* _Task details_
In the entries below, find the line with "Label a point on each instance of the white cap" and the line with "Label a point on each instance of the blue shirt". Print those two and everything between them exactly, and nothing else.
————————
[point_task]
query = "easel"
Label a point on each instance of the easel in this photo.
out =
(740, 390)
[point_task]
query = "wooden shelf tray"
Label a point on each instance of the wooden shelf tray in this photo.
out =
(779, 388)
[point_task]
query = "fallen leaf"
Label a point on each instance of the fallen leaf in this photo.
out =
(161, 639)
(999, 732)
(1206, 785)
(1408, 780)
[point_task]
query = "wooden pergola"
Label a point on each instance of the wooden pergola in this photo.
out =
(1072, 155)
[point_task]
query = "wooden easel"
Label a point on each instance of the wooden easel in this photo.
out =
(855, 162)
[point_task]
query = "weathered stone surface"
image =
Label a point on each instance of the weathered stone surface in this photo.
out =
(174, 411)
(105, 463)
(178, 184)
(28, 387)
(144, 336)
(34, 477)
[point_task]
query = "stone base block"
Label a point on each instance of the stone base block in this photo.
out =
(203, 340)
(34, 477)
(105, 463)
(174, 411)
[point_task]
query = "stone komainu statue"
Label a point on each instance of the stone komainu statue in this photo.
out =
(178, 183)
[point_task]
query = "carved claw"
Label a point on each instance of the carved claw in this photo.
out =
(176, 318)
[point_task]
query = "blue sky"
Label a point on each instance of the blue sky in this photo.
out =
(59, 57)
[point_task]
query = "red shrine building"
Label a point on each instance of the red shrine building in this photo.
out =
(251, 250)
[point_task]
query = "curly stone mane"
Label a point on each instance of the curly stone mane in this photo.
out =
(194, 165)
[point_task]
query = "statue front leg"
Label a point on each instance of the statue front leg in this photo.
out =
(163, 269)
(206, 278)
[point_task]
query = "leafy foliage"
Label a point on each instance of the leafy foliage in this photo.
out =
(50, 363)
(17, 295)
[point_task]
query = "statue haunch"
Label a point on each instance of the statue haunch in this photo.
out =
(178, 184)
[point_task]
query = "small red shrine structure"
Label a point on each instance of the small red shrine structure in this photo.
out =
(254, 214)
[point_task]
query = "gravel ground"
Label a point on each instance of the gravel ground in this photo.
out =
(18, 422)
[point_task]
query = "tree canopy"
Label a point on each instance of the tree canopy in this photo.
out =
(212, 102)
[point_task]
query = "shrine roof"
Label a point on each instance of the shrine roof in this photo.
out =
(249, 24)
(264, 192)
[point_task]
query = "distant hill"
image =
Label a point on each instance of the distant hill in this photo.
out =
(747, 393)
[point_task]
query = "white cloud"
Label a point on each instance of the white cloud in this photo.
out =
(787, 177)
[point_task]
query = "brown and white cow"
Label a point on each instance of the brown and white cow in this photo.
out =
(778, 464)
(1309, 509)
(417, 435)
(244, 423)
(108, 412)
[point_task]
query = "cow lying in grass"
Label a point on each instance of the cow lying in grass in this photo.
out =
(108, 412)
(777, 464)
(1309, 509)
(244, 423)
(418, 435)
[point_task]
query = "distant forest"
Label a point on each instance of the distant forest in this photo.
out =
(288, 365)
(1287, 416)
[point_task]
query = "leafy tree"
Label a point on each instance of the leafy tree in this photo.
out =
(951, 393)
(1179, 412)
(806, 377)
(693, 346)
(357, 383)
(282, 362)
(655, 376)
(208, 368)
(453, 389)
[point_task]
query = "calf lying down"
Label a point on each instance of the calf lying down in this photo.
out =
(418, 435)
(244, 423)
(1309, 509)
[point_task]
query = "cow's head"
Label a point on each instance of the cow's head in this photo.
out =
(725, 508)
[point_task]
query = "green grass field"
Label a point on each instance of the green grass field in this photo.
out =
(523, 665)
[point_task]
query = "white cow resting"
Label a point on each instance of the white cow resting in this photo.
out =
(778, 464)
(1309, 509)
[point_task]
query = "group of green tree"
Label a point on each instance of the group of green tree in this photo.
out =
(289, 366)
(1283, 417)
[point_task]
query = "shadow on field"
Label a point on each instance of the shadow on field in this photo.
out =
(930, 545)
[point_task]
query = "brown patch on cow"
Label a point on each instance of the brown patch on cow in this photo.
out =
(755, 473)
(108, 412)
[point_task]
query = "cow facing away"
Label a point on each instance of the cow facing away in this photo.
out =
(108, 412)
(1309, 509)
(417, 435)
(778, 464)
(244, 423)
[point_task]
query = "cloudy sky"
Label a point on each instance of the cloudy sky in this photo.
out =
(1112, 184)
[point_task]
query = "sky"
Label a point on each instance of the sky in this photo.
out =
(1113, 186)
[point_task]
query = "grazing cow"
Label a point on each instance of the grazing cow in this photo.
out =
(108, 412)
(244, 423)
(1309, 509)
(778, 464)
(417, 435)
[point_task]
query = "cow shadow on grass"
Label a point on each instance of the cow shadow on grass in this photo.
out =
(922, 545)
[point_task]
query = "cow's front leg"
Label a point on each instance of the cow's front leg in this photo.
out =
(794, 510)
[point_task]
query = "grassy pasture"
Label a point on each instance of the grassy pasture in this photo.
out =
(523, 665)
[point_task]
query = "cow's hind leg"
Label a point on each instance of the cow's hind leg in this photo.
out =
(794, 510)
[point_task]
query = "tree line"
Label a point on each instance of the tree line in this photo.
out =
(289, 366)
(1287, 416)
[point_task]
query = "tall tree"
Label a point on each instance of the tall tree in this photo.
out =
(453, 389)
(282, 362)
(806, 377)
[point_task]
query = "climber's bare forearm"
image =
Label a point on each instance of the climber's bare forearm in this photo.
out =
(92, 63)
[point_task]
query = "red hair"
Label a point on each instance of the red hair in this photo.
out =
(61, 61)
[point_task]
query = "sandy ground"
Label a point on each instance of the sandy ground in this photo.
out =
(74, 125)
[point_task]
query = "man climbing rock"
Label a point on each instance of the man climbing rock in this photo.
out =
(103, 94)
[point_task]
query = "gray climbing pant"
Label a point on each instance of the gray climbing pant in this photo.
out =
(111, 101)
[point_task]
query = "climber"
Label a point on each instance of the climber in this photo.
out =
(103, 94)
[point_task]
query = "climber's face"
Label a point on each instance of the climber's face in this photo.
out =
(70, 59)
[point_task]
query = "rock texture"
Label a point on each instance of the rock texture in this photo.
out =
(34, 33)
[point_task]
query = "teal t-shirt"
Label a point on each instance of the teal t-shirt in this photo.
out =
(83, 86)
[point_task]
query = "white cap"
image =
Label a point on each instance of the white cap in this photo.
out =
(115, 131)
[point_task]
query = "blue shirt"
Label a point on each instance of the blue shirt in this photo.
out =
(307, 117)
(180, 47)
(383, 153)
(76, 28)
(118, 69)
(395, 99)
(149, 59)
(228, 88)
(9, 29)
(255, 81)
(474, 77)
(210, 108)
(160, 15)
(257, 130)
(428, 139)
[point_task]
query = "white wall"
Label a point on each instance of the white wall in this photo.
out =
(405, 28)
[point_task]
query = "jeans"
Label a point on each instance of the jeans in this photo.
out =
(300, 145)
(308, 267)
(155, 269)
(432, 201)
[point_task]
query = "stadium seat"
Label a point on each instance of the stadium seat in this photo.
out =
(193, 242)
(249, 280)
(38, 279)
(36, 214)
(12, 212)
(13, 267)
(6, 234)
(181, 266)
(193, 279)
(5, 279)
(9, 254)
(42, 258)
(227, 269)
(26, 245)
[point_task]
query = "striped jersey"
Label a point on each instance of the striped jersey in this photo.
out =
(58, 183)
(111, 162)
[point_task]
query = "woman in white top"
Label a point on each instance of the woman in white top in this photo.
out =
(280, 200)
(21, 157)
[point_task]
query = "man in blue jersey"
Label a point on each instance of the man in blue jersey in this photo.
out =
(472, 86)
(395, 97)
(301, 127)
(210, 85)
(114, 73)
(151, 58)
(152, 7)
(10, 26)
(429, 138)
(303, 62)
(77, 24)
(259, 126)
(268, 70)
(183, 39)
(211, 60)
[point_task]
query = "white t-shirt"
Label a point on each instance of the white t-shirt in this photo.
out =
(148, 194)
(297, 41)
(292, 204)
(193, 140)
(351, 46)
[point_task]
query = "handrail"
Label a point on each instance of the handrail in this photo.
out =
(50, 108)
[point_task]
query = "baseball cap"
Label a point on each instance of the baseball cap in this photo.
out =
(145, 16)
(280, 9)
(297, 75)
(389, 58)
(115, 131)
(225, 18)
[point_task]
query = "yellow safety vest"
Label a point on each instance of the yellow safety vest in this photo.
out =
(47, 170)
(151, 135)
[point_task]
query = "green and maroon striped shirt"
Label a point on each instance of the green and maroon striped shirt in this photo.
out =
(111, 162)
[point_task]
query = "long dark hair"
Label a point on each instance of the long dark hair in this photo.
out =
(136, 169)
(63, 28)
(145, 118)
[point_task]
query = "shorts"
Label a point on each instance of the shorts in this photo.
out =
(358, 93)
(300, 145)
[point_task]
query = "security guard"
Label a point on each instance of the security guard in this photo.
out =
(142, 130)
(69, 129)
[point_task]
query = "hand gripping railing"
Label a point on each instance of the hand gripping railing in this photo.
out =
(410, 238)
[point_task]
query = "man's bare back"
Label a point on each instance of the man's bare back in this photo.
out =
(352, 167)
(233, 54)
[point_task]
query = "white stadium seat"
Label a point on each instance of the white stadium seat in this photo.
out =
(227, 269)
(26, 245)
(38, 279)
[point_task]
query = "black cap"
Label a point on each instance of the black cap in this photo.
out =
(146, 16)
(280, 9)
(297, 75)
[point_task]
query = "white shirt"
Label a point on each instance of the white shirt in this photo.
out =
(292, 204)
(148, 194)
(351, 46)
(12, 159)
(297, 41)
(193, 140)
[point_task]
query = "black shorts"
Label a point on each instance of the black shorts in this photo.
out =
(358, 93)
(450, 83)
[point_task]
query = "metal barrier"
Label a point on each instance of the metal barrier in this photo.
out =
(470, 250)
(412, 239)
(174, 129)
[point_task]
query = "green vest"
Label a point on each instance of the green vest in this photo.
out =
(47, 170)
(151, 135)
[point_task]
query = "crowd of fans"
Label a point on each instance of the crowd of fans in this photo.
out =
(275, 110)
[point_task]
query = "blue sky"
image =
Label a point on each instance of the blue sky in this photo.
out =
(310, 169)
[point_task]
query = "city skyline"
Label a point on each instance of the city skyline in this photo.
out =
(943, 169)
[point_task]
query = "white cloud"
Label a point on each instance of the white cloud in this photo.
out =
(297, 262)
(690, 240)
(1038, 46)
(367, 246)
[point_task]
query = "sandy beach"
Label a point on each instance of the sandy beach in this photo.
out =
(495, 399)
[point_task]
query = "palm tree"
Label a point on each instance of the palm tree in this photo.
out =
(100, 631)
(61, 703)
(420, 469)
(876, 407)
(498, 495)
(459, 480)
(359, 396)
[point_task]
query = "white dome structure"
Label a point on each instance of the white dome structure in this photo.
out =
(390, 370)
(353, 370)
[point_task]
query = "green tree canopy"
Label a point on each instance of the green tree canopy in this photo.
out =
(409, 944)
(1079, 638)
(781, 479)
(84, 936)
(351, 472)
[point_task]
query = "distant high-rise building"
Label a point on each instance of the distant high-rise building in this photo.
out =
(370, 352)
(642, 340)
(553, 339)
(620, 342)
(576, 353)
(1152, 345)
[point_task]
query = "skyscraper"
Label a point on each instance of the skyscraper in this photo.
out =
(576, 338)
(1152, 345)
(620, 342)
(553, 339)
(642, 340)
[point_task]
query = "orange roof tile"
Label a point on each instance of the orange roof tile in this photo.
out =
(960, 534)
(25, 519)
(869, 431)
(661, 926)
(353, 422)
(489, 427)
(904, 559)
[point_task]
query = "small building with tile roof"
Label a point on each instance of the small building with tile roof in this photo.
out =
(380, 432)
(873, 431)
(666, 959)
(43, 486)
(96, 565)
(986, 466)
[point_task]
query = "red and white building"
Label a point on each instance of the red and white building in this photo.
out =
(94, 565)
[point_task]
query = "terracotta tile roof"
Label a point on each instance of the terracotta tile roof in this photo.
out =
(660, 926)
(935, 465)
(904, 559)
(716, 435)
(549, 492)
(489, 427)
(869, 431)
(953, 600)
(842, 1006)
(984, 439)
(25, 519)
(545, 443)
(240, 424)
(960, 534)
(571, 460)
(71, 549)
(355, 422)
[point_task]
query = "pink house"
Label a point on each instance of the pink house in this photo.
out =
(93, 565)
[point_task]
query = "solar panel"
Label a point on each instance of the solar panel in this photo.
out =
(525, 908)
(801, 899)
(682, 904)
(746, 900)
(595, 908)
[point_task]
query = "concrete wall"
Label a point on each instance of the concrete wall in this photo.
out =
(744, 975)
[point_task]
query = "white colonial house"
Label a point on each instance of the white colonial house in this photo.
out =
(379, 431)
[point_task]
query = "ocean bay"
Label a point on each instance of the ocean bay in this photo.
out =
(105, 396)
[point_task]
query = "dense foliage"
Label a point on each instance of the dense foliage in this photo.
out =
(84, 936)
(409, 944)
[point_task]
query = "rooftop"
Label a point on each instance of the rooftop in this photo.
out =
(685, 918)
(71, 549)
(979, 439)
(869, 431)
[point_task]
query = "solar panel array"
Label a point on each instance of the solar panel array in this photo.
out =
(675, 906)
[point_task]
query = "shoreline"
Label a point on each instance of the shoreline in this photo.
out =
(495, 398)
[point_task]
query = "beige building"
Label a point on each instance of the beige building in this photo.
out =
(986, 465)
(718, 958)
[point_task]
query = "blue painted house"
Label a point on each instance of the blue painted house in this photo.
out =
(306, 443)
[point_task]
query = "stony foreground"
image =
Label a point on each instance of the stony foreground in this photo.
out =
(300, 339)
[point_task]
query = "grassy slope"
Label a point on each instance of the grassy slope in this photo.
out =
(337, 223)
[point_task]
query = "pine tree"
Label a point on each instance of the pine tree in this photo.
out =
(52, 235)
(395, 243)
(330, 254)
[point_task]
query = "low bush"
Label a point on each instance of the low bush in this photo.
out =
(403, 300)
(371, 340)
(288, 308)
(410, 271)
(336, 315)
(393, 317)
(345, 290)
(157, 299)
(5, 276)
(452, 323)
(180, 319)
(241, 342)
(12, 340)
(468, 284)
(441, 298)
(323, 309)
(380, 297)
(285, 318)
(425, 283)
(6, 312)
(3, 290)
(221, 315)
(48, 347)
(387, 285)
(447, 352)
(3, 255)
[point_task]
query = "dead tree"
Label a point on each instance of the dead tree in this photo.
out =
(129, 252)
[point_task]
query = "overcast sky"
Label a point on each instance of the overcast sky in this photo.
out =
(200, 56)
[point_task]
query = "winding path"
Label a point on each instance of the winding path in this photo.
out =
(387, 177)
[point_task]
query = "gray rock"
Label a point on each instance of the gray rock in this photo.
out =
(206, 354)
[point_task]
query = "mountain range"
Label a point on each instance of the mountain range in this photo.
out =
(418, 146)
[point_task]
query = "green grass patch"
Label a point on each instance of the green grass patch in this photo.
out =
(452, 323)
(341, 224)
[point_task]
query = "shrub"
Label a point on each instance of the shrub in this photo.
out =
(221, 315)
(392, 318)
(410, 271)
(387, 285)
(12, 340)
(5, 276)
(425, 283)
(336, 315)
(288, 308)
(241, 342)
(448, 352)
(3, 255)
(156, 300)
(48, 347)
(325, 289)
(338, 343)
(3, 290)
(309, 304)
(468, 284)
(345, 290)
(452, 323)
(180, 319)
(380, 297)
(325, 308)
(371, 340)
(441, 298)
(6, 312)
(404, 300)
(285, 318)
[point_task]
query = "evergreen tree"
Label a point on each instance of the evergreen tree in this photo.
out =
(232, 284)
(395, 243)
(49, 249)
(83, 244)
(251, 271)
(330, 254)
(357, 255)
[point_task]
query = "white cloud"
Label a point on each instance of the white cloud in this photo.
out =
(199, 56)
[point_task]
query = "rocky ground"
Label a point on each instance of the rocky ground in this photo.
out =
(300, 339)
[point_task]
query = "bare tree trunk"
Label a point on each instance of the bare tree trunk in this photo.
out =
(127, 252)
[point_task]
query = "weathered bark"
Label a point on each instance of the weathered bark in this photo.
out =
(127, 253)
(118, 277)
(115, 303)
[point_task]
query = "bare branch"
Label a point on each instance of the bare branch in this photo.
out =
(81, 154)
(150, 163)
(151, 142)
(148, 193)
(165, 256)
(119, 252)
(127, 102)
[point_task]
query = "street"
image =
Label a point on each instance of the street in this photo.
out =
————————
* _Written solution_
Label a point on each instance of the white cap in this photo.
out =
(115, 131)
[point_task]
query = "blue shirt"
Label a point on each instance of the blue shirt in this photo.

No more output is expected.